TEXTE À LIRE
┌──

Cependant, la réception touchait à sa fin ; nous nous retirons à notre tour. Ibrahim pacha nous accompagne jusqu’à la porte et, en prenant congé de mon frère, il lui exprime le plaisir tout particulier qu’il a eu à le recevoir, à cause des lettres du palais dont il était porteur, et des services qu’il a rendus à la Turquie. La garde porte les armes, comme à notre arrivée ; un flot de lumière nous enveloppe ; nous nous retrouvons en plein soleil, au milieu de la foule et du bruit, et nous redescendons l’escalier au son de la musique qui joue l’air de Madame Angot.

└──

OBJECTIFS
**a)** Recopiez le passage du texte à lire allant de « Cependant, la réception » jusqu'à « de Madame Angot. ».
**b)** Selon le texte à lire, quel air la musique joue-t-elle pendant que les visiteurs redescendent l'escalier ?

Éléments d'annotation de contours:
┌──

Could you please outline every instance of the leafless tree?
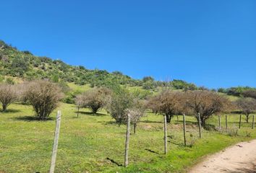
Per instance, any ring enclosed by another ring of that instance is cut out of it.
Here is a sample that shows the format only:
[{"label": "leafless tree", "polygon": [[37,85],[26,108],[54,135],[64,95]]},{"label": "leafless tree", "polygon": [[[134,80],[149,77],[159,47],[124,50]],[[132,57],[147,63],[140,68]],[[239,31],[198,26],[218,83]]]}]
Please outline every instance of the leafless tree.
[{"label": "leafless tree", "polygon": [[252,98],[240,98],[236,102],[237,107],[242,110],[246,116],[246,122],[248,123],[249,116],[256,110],[256,99]]},{"label": "leafless tree", "polygon": [[184,109],[184,94],[172,92],[168,89],[163,89],[159,94],[150,99],[148,107],[155,113],[166,116],[167,123],[170,123],[172,117]]},{"label": "leafless tree", "polygon": [[246,91],[243,93],[243,95],[245,97],[251,97],[253,99],[256,99],[256,89]]},{"label": "leafless tree", "polygon": [[56,84],[45,80],[27,83],[24,92],[24,99],[32,105],[40,120],[46,120],[50,115],[62,97],[61,89]]},{"label": "leafless tree", "polygon": [[7,107],[15,102],[18,98],[18,93],[16,86],[7,84],[0,84],[0,102],[2,105],[3,112],[6,111]]},{"label": "leafless tree", "polygon": [[206,120],[213,114],[228,111],[232,106],[226,97],[209,91],[189,91],[186,92],[186,105],[197,118],[200,113],[202,125],[205,127]]}]

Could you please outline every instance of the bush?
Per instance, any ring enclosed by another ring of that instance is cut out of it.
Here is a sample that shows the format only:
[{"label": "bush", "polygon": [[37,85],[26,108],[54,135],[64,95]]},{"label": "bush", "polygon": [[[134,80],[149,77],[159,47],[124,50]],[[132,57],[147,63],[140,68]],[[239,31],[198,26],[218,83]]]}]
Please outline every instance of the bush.
[{"label": "bush", "polygon": [[106,105],[110,93],[110,90],[106,88],[88,90],[77,97],[76,105],[80,107],[88,107],[93,113],[97,113]]},{"label": "bush", "polygon": [[7,107],[16,101],[17,92],[15,86],[8,84],[0,84],[0,102],[2,105],[3,112],[7,110]]},{"label": "bush", "polygon": [[41,80],[28,83],[24,97],[32,105],[36,116],[46,120],[58,107],[62,93],[56,84]]}]

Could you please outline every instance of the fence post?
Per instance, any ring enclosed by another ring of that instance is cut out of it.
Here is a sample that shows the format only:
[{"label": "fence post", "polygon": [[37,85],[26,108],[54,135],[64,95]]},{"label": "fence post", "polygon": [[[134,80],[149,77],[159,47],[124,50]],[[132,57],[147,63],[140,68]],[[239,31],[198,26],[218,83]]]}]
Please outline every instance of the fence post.
[{"label": "fence post", "polygon": [[201,138],[202,138],[202,134],[201,134],[201,117],[200,117],[200,113],[198,113],[198,126],[199,126],[199,137]]},{"label": "fence post", "polygon": [[241,128],[241,121],[242,121],[242,115],[240,114],[240,117],[239,117],[239,128]]},{"label": "fence post", "polygon": [[255,115],[252,115],[252,129],[255,129]]},{"label": "fence post", "polygon": [[218,115],[218,129],[221,132],[221,115]]},{"label": "fence post", "polygon": [[228,116],[226,115],[225,115],[225,119],[226,119],[226,131],[228,131]]},{"label": "fence post", "polygon": [[129,153],[129,133],[130,133],[130,125],[131,125],[131,116],[128,114],[127,124],[127,134],[125,139],[125,154],[124,154],[124,167],[128,166],[128,153]]},{"label": "fence post", "polygon": [[184,145],[187,146],[186,141],[186,117],[185,114],[183,114],[183,136],[184,136]]},{"label": "fence post", "polygon": [[164,131],[164,154],[167,154],[167,122],[166,122],[166,115],[163,116],[163,131]]},{"label": "fence post", "polygon": [[57,156],[57,149],[58,149],[58,142],[59,142],[59,129],[61,128],[61,113],[60,110],[57,112],[57,117],[56,120],[56,128],[55,128],[55,136],[54,136],[54,143],[53,147],[50,173],[54,172],[56,158]]}]

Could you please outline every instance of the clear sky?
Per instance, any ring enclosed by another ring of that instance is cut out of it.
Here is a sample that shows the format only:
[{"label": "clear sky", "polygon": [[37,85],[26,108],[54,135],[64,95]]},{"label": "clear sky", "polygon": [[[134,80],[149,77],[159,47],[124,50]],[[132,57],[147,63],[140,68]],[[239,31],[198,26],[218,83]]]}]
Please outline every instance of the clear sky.
[{"label": "clear sky", "polygon": [[256,86],[255,0],[8,0],[0,39],[136,79]]}]

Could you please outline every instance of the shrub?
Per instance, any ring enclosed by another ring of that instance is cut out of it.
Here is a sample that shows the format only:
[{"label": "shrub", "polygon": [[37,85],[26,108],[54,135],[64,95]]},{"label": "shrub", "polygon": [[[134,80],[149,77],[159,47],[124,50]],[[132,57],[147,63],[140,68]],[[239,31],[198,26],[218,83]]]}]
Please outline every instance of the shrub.
[{"label": "shrub", "polygon": [[209,91],[191,91],[186,93],[187,106],[195,114],[198,120],[200,114],[202,125],[205,128],[206,120],[213,114],[228,110],[231,102],[225,97]]},{"label": "shrub", "polygon": [[182,92],[174,92],[166,89],[163,89],[159,94],[151,97],[148,103],[148,107],[155,113],[166,115],[167,123],[170,123],[175,114],[178,114],[183,110],[183,94]]},{"label": "shrub", "polygon": [[133,98],[131,93],[121,86],[115,88],[107,105],[107,109],[119,125],[127,122],[127,110],[132,107]]},{"label": "shrub", "polygon": [[256,110],[256,99],[252,98],[240,98],[236,102],[236,105],[242,110],[246,116],[246,122],[248,123],[249,116]]},{"label": "shrub", "polygon": [[7,107],[17,99],[17,92],[15,86],[8,84],[0,84],[0,102],[3,112],[6,111]]},{"label": "shrub", "polygon": [[88,107],[93,113],[103,108],[106,105],[110,90],[106,88],[97,88],[88,90],[76,98],[76,105],[80,107]]},{"label": "shrub", "polygon": [[28,83],[24,96],[32,105],[36,116],[46,120],[58,107],[62,93],[56,84],[40,80]]}]

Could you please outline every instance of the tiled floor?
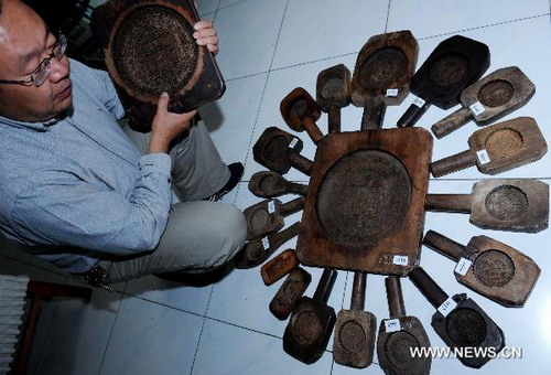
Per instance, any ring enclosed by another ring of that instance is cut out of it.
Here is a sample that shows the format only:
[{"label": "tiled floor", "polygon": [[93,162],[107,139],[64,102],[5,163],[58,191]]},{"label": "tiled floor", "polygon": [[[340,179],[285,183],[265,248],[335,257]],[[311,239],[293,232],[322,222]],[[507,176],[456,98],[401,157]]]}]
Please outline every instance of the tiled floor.
[{"label": "tiled floor", "polygon": [[[317,73],[343,63],[354,69],[356,55],[372,35],[411,30],[419,42],[418,67],[444,39],[461,34],[486,43],[491,52],[488,69],[517,65],[536,84],[534,97],[505,119],[531,116],[551,141],[551,26],[549,0],[197,0],[205,19],[214,19],[220,36],[217,61],[227,92],[202,115],[227,162],[246,162],[239,189],[226,199],[245,208],[258,201],[247,189],[251,174],[264,170],[253,161],[251,146],[270,126],[284,126],[279,114],[281,99],[294,87],[315,94]],[[412,103],[389,107],[385,128],[392,128]],[[419,126],[426,129],[447,111],[432,107]],[[343,109],[344,130],[359,129],[361,108]],[[318,125],[326,129],[326,116]],[[453,136],[435,140],[433,160],[463,151],[477,127],[468,124]],[[305,133],[304,156],[313,159],[315,148]],[[551,180],[551,156],[503,173],[499,178]],[[307,182],[291,171],[288,179]],[[474,182],[488,178],[471,168],[430,181],[430,192],[468,193]],[[292,196],[283,196],[283,201]],[[300,214],[287,218],[287,225]],[[458,285],[454,265],[423,247],[421,265],[450,294],[467,292],[504,330],[507,345],[521,347],[522,358],[496,358],[475,371],[457,360],[434,360],[432,374],[549,374],[551,366],[551,258],[547,245],[551,231],[522,234],[484,231],[468,215],[428,213],[425,229],[434,229],[466,244],[487,235],[532,257],[542,269],[526,306],[504,308]],[[282,246],[294,247],[295,240]],[[0,271],[30,272],[35,278],[74,282],[15,249],[3,246]],[[313,282],[320,269],[309,268]],[[336,311],[349,307],[352,274],[341,271],[329,304]],[[116,286],[117,293],[95,291],[89,304],[56,301],[46,306],[31,361],[30,374],[381,374],[375,357],[366,369],[333,362],[332,341],[322,358],[304,365],[282,350],[287,322],[273,318],[268,303],[281,281],[266,287],[259,269],[235,270],[218,283],[204,288],[181,287],[154,277]],[[443,346],[430,326],[434,309],[412,286],[402,281],[408,314],[423,323],[432,345]],[[366,310],[378,322],[388,318],[383,277],[369,276]]]}]

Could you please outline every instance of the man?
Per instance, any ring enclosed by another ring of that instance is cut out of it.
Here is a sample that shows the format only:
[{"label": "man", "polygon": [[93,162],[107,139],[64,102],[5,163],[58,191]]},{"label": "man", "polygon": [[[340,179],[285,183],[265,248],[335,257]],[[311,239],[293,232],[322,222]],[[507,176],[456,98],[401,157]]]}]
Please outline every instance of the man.
[{"label": "man", "polygon": [[[69,61],[64,36],[21,1],[0,9],[0,232],[96,283],[231,259],[245,218],[203,199],[235,186],[242,169],[231,173],[205,127],[190,126],[195,111],[169,113],[163,94],[140,154],[117,122],[123,110],[107,74]],[[195,30],[216,52],[212,24]],[[173,205],[172,176],[185,201]]]}]

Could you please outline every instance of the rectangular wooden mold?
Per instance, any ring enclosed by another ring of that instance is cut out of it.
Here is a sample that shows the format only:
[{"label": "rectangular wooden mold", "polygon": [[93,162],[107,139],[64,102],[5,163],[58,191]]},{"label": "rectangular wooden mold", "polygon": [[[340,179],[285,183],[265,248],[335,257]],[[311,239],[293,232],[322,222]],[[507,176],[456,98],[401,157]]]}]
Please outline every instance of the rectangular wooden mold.
[{"label": "rectangular wooden mold", "polygon": [[407,275],[419,261],[431,153],[421,128],[326,136],[312,165],[301,264]]}]

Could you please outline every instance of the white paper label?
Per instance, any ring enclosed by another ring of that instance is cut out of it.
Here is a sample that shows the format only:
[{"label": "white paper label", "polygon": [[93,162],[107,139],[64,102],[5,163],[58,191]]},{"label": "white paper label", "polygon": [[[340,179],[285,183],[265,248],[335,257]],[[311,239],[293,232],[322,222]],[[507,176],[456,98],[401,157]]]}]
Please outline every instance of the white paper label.
[{"label": "white paper label", "polygon": [[437,309],[439,312],[444,315],[444,317],[447,317],[447,314],[450,312],[452,312],[453,309],[455,309],[457,307],[457,302],[455,302],[451,297],[447,298],[444,303],[442,303],[440,306],[440,308]]},{"label": "white paper label", "polygon": [[385,321],[385,331],[387,333],[401,331],[402,326],[400,324],[400,319],[389,319]]},{"label": "white paper label", "polygon": [[270,242],[268,240],[268,237],[262,238],[262,247],[264,250],[268,250],[270,248]]},{"label": "white paper label", "polygon": [[268,202],[268,213],[273,214],[276,212],[276,202],[270,201]]},{"label": "white paper label", "polygon": [[413,105],[418,106],[419,108],[421,108],[422,106],[424,106],[426,101],[424,101],[423,99],[421,99],[419,96],[415,98],[415,100],[413,100]]},{"label": "white paper label", "polygon": [[395,255],[392,257],[392,265],[396,266],[408,266],[408,257],[404,255]]},{"label": "white paper label", "polygon": [[387,96],[397,97],[398,96],[398,88],[389,88],[389,89],[387,89]]},{"label": "white paper label", "polygon": [[468,269],[473,262],[468,259],[461,258],[460,261],[457,261],[457,266],[455,266],[455,272],[460,274],[461,276],[465,276],[468,272]]},{"label": "white paper label", "polygon": [[482,115],[486,110],[486,108],[484,108],[484,106],[480,101],[476,101],[475,104],[472,104],[468,108],[471,108],[471,111],[475,116]]},{"label": "white paper label", "polygon": [[480,164],[487,164],[490,161],[488,151],[486,150],[476,151],[476,157],[478,158]]}]

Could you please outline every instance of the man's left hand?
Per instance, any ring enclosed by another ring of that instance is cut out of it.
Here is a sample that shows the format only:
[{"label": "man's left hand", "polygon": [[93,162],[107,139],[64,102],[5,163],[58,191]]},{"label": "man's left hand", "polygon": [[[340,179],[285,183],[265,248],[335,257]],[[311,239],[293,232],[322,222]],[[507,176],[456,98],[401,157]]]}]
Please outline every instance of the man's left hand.
[{"label": "man's left hand", "polygon": [[206,45],[208,51],[216,55],[218,53],[218,36],[213,22],[199,21],[195,23],[193,29],[195,29],[193,38],[195,38],[197,45]]}]

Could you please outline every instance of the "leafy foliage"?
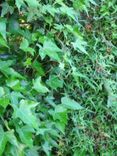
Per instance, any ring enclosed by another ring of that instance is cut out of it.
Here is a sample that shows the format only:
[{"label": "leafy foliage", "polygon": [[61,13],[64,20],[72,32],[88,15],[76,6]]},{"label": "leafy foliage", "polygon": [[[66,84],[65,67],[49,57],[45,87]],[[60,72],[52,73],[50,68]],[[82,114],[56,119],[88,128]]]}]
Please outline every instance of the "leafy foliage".
[{"label": "leafy foliage", "polygon": [[0,156],[116,156],[116,1],[0,6]]}]

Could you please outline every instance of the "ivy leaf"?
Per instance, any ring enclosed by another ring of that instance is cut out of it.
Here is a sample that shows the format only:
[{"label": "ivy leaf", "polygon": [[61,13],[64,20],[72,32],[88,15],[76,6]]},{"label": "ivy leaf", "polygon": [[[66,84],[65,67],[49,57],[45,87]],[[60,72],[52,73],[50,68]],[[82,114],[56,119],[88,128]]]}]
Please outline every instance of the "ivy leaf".
[{"label": "ivy leaf", "polygon": [[43,48],[40,49],[39,53],[42,59],[47,55],[51,59],[60,62],[61,49],[51,40],[45,41]]},{"label": "ivy leaf", "polygon": [[16,6],[20,10],[21,6],[24,4],[23,0],[15,0]]},{"label": "ivy leaf", "polygon": [[8,45],[7,45],[6,40],[5,40],[1,35],[0,35],[0,45],[1,45],[2,47],[8,48]]},{"label": "ivy leaf", "polygon": [[39,93],[49,92],[48,88],[42,84],[41,77],[38,77],[33,81],[33,89]]},{"label": "ivy leaf", "polygon": [[34,133],[34,129],[29,126],[23,126],[17,127],[16,131],[18,132],[21,141],[31,148],[33,146],[32,133]]},{"label": "ivy leaf", "polygon": [[83,107],[78,102],[70,99],[69,97],[62,97],[61,102],[68,109],[72,110],[83,109]]},{"label": "ivy leaf", "polygon": [[14,118],[21,119],[25,124],[37,129],[38,121],[35,114],[32,112],[32,107],[35,107],[38,103],[30,104],[26,100],[21,100],[19,107],[13,105],[14,107]]}]

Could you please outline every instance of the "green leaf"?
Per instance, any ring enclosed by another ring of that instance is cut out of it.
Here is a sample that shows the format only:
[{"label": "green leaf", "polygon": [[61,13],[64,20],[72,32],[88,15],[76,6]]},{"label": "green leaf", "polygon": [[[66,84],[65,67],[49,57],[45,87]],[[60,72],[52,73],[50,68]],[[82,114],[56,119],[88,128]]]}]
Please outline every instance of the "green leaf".
[{"label": "green leaf", "polygon": [[70,99],[69,97],[62,97],[61,102],[68,109],[72,110],[83,109],[83,107],[78,102]]},{"label": "green leaf", "polygon": [[6,138],[5,132],[3,131],[2,127],[0,126],[0,156],[3,155],[6,143],[7,143],[7,138]]},{"label": "green leaf", "polygon": [[0,34],[6,40],[6,19],[0,18]]},{"label": "green leaf", "polygon": [[38,7],[39,6],[39,3],[38,3],[38,1],[37,0],[25,0],[27,3],[28,3],[28,5],[30,6],[30,7]]},{"label": "green leaf", "polygon": [[41,58],[45,58],[48,55],[51,59],[60,62],[61,49],[51,40],[45,41],[43,48],[39,50]]},{"label": "green leaf", "polygon": [[41,77],[38,77],[33,81],[33,89],[39,93],[49,92],[48,88],[42,84]]},{"label": "green leaf", "polygon": [[36,107],[38,103],[30,103],[26,100],[21,100],[19,107],[13,105],[14,107],[14,118],[21,119],[25,124],[37,129],[38,121],[35,113],[31,110],[33,107]]},{"label": "green leaf", "polygon": [[23,0],[15,0],[16,6],[20,10],[21,6],[24,4]]},{"label": "green leaf", "polygon": [[34,56],[35,50],[29,47],[29,42],[25,38],[21,42],[20,49],[22,49],[24,52],[29,52],[32,56]]},{"label": "green leaf", "polygon": [[2,97],[4,94],[5,94],[4,88],[3,87],[0,87],[0,97]]},{"label": "green leaf", "polygon": [[55,110],[49,113],[53,116],[56,127],[64,134],[68,121],[67,109],[63,105],[57,105]]},{"label": "green leaf", "polygon": [[57,89],[57,88],[63,87],[63,81],[60,80],[56,75],[51,75],[49,80],[47,80],[47,84],[52,89]]},{"label": "green leaf", "polygon": [[75,42],[72,42],[72,45],[73,45],[74,49],[77,50],[79,53],[88,54],[85,49],[87,44],[82,39],[77,38],[77,40]]},{"label": "green leaf", "polygon": [[8,21],[8,30],[10,33],[13,34],[18,34],[20,32],[20,24],[15,15],[11,16],[11,18]]},{"label": "green leaf", "polygon": [[38,76],[44,76],[45,75],[44,69],[43,69],[42,64],[40,62],[34,61],[32,63],[32,67],[33,67],[33,69],[35,69],[37,71]]},{"label": "green leaf", "polygon": [[0,46],[8,48],[6,40],[0,35]]},{"label": "green leaf", "polygon": [[29,126],[18,127],[16,131],[19,134],[19,137],[22,143],[26,144],[28,147],[33,147],[33,139],[32,133],[34,133],[34,129]]}]

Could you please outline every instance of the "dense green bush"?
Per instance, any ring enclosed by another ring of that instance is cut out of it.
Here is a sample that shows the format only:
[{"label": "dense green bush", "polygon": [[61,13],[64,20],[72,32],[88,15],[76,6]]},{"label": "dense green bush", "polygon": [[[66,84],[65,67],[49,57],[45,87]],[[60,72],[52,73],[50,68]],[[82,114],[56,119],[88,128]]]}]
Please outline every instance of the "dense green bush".
[{"label": "dense green bush", "polygon": [[116,156],[116,0],[0,7],[0,156]]}]

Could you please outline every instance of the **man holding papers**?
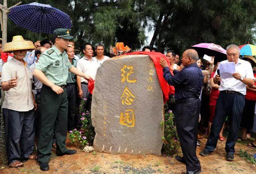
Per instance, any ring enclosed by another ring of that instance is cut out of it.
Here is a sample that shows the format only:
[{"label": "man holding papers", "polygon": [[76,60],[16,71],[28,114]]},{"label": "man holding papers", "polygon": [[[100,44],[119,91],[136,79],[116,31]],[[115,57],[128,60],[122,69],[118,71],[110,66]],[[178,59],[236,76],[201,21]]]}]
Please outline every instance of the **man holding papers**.
[{"label": "man holding papers", "polygon": [[214,83],[220,82],[220,91],[218,99],[215,116],[211,128],[205,149],[200,155],[206,156],[213,153],[216,148],[219,133],[228,115],[230,121],[228,137],[225,149],[227,160],[234,160],[236,142],[238,131],[246,94],[246,86],[254,84],[254,76],[250,63],[239,59],[238,46],[230,45],[227,47],[228,60],[220,63],[218,68],[220,76],[215,72]]}]

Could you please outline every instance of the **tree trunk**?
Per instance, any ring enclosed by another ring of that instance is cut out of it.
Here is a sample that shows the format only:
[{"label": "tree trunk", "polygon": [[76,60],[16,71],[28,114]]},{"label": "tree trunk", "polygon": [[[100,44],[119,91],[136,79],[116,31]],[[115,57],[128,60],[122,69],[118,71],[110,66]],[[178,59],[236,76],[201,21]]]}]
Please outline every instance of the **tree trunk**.
[{"label": "tree trunk", "polygon": [[159,17],[157,20],[157,22],[156,23],[156,29],[155,29],[155,31],[154,33],[153,37],[152,37],[150,44],[149,45],[149,46],[151,48],[153,48],[154,47],[154,45],[155,44],[156,37],[158,34],[160,28],[161,27],[161,23],[162,22],[162,20],[163,19],[163,16],[164,16],[164,13],[161,12],[160,13]]}]

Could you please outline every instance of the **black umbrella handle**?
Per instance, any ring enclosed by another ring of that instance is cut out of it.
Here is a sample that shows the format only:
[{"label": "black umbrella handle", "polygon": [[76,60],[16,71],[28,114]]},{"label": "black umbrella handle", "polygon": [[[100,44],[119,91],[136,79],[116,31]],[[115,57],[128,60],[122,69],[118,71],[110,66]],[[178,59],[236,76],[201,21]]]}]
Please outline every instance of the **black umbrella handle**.
[{"label": "black umbrella handle", "polygon": [[[219,76],[220,76],[220,69],[218,69],[217,70],[217,74],[219,75]],[[218,84],[220,86],[220,82],[218,81]]]}]

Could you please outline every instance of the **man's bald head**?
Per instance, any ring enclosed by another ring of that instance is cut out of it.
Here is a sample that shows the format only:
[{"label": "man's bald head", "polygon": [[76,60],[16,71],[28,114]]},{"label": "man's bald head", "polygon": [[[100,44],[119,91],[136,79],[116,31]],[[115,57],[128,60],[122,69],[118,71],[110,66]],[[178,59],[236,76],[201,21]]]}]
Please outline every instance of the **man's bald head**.
[{"label": "man's bald head", "polygon": [[35,50],[35,55],[37,57],[37,60],[38,60],[40,57],[40,55],[43,53],[44,53],[46,49],[44,47],[40,46],[38,47]]},{"label": "man's bald head", "polygon": [[184,51],[184,53],[188,57],[190,57],[193,60],[197,61],[198,60],[198,54],[194,49],[188,49]]},{"label": "man's bald head", "polygon": [[198,60],[197,52],[193,49],[186,50],[182,54],[182,63],[186,66],[192,63],[194,63]]}]

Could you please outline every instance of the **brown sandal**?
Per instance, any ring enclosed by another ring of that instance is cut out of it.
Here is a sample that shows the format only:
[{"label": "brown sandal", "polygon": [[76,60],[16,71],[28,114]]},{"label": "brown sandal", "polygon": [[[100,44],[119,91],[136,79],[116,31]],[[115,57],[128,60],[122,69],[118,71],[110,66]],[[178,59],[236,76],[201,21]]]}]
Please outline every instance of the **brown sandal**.
[{"label": "brown sandal", "polygon": [[24,163],[21,162],[20,161],[15,161],[15,162],[13,162],[10,164],[9,164],[9,167],[11,168],[16,168],[16,167],[20,167],[21,166],[22,166],[24,165]]},{"label": "brown sandal", "polygon": [[28,159],[31,160],[35,160],[37,159],[37,156],[36,155],[30,155],[28,158]]}]

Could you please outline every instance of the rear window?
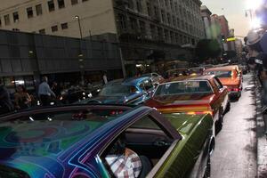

└──

EN RÉPONSE
**a)**
Cependant, la réception touchait à sa fin ; nous nous retirons à notre tour. Ibrahim pacha nous accompagne jusqu’à la porte et, en prenant congé de mon frère, il lui exprime le plaisir tout particulier qu’il a eu à le recevoir, à cause des lettres du palais dont il était porteur, et des services qu’il a rendus à la Turquie. La garde porte les armes, comme à notre arrivée ; un flot de lumière nous enveloppe ; nous nous retrouvons en plein soleil, au milieu de la foule et du bruit, et nous redescendons l’escalier au son de la musique qui joue l’air de Madame Angot.

**b)** La musique joue l'air de Madame Angot.